[Begin]
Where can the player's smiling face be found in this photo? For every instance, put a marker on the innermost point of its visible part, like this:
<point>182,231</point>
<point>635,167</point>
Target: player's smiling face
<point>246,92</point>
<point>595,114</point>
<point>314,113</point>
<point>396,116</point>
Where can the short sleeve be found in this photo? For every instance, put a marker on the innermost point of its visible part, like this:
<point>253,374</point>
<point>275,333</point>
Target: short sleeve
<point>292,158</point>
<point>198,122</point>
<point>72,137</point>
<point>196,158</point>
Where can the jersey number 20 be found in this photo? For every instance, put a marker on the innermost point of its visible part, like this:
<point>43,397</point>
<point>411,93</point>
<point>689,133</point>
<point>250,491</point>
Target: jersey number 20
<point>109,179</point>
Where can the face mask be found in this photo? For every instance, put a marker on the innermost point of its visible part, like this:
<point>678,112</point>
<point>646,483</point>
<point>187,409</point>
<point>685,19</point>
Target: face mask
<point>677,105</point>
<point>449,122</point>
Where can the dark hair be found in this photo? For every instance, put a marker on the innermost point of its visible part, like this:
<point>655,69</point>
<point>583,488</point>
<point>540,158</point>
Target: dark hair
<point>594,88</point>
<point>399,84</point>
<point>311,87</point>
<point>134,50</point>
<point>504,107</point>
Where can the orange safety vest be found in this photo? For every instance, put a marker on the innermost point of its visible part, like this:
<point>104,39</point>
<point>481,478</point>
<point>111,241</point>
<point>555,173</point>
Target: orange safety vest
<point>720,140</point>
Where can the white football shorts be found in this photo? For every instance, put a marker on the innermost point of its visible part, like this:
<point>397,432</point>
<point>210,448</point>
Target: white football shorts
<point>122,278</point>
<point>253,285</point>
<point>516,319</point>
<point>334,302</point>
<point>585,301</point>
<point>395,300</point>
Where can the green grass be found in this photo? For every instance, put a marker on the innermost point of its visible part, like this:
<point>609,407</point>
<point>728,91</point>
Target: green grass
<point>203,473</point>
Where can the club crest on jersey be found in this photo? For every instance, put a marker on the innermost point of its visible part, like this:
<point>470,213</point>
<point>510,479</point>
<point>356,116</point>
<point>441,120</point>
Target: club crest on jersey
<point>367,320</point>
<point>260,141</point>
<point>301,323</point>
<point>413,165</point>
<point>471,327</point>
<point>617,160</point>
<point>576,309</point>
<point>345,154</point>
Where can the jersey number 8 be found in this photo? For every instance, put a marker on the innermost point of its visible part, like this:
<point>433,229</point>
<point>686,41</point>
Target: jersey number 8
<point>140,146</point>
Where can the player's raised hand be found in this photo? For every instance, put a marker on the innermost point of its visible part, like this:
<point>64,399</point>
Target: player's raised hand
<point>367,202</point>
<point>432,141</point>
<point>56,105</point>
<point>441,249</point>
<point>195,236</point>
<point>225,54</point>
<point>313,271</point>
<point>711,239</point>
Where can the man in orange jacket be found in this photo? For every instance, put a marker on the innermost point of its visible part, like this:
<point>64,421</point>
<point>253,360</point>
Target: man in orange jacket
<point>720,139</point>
[End]
_GIVEN TASK_. Rewrite the listing above, changing every "marker" to "dot" and keeping everything else the same.

_EXERCISE ANSWER_.
Where can the player's smiling face be found in this photo? For every instance, put a dot on the innermost point of its visible part, like this:
<point>182,231</point>
<point>635,167</point>
Target: player's smiling face
<point>246,92</point>
<point>595,114</point>
<point>314,113</point>
<point>396,116</point>
Where can the short sleeve be found in this photo? For every instance, put a dot on the innermost point of its visible part, like this:
<point>253,374</point>
<point>275,333</point>
Target: short sleeve
<point>292,158</point>
<point>198,122</point>
<point>72,137</point>
<point>196,158</point>
Where can the jersey number 20 be found in this photo? For every instance, put a dot on the innermost point of its visible part, like this:
<point>43,397</point>
<point>411,93</point>
<point>689,133</point>
<point>250,491</point>
Target: jersey number 20
<point>109,179</point>
Where can the face mask be found in this photo? For every instance, put a dot on the innermost point of its visible part, like this:
<point>678,112</point>
<point>646,483</point>
<point>187,409</point>
<point>685,19</point>
Target: face mask
<point>677,105</point>
<point>449,122</point>
Where can the dark hair be found in this photo? For every instance, put a dot on the innermost point of its visible part, like this:
<point>655,69</point>
<point>583,488</point>
<point>540,158</point>
Target: dark hair
<point>594,88</point>
<point>399,84</point>
<point>311,87</point>
<point>134,50</point>
<point>504,107</point>
Where can the orange safety vest be found in this photo? For every instance, put a dot on the innermost point of its visible part, like this:
<point>104,39</point>
<point>481,478</point>
<point>111,241</point>
<point>555,173</point>
Target: orange safety vest
<point>720,140</point>
Where can the white football shorts be found in this photo? For every instance, put a dot on the innermost point of its visible part, like this:
<point>397,432</point>
<point>210,448</point>
Target: white football shorts
<point>122,278</point>
<point>253,285</point>
<point>516,319</point>
<point>334,302</point>
<point>585,301</point>
<point>395,300</point>
Where can the green grass be found in this photo? For every instance, put a dot on the innermost point of its visible part, like this:
<point>609,407</point>
<point>728,91</point>
Target: green grass
<point>203,473</point>
Where can the club crest on jersey be found in this photo? For every instance, put a dot on the innermost point of its visible part, like this:
<point>470,213</point>
<point>510,479</point>
<point>356,116</point>
<point>441,120</point>
Target: club crest on jersey
<point>367,320</point>
<point>260,141</point>
<point>301,323</point>
<point>413,165</point>
<point>471,327</point>
<point>617,160</point>
<point>576,309</point>
<point>345,154</point>
Where can the jersey number 8 be found in this photo? For every instance, put a dot on the innermost point of its visible part, like this:
<point>433,229</point>
<point>686,41</point>
Target: jersey number 8
<point>140,146</point>
Where can the player's raised hand be found in this photo? For every instance, put a dot on the innermost point of its visible part, like this:
<point>64,399</point>
Target: player's raised hand
<point>367,202</point>
<point>432,141</point>
<point>56,105</point>
<point>441,249</point>
<point>195,236</point>
<point>225,54</point>
<point>313,271</point>
<point>711,239</point>
Where can the man in orange jacket be found in this photo? For every instance, put a dot on the innermost point of its visible part, like this:
<point>64,421</point>
<point>253,360</point>
Target: man in orange jacket
<point>720,139</point>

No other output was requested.